======== GIVEN TEXT ========

Blog Posts > West Virginia’s Jobs Crisis Continues in July
August 24, 2015

West Virginia’s Jobs Crisis Continues in July

On Friday, the Bureau of Labor Statistics (BLS) released its employment and unemployment survey for July 2015 and the news for West Virginia’s economy continues to be bad. West Virginia not only has the highest unemployment rate in the nation at 7.5 percent, it is also the only state to have lost a statistically significant number of jobs since July of last year.

West Virginia’s economy has performed particularly poorly over the last six months. Between January and July of 2015, West Virginia has lost 22,500 jobs or about 2.9 percent of its job base, after adjusting for seasonal patterns.

A Blip on Measuring Local Government Jobs?

According to BLS, about half, or 9,900, of the job losses since January 2015 were in local government, however, almost all occurred between May and June when the school year ended. Since about two-thirds of local government employment in West Virginia  is comprised of people who work for the school system, there is a good chance that this may be a blip in the data. Even though these numbers are seasonally adjusted, meaning BLS takes into account things like school schedules when adjusting the job levels, there is always a lot of volatility in measuring local government employment. As the chart below highlights, even when local government employment is seasonally adjusted, there is always a month or two in which there are large spikes in the data.

While there have been recent news stories about local government layoffs due to the decline in the local share of coal severance taxes, we need to wait a few months to see if the data jump back up now that school is back in session.

Construction and Mining Still Shedding Jobs

Outside of local government, the sectors that have suffered the worst job losses are construction and mining. Over the last six months, the state has lost 4,000 construction and 3,400 mining jobs, largely due to the sharp drop in energy prices, especially natural gas, and the continuing decline of West Virginia coal production. Other sectors that lost a lot of jobs over the last six months include finance and insurance (-1,200), professional business services (-900), and leisure  and hospitality (-800).

========

#### [PROBLEM A]
From the West Virginia jobs post, return the part that opens with the words containing "Blog Posts >" and closes with "Local Government Jobs?".
#### [PROBLEM B]
In the section of the West Virginia jobs post headed "Construction and Mining Still Shedding Jobs," list every sector reported to have lost jobs over the last six months, along with the number of jobs each lost.
The listing that follows comes from a separate source.

======== DATASET CONTENT ========

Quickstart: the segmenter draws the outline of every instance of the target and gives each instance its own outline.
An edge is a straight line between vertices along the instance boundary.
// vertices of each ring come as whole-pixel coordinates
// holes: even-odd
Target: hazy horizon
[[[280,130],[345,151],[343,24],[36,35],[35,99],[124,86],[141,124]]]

========

#### [ANSWER SECTION A]
Blog Posts > West Virginia’s Jobs Crisis Continues in July
August 24, 2015

West Virginia’s Jobs Crisis Continues in July

On Friday, the Bureau of Labor Statistics (BLS) released its employment and unemployment survey for July 2015 and the news for West Virginia’s economy continues to be bad. West Virginia not only has the highest unemployment rate in the nation at 7.5 percent, it is also the only state to have lost a statistically significant number of jobs since July of last year.

West Virginia’s economy has performed particularly poorly over the last six months. Between January and July of 2015, West Virginia has lost 22,500 jobs or about 2.9 percent of its job base, after adjusting for seasonal patterns.

A Blip on Measuring Local Government Jobs?

#### [ANSWER SECTION B]
- Construction: 4,000
- Mining: 3,400
- Finance and insurance: 1,200
- Professional business services: 900
- Leisure and hospitality: 800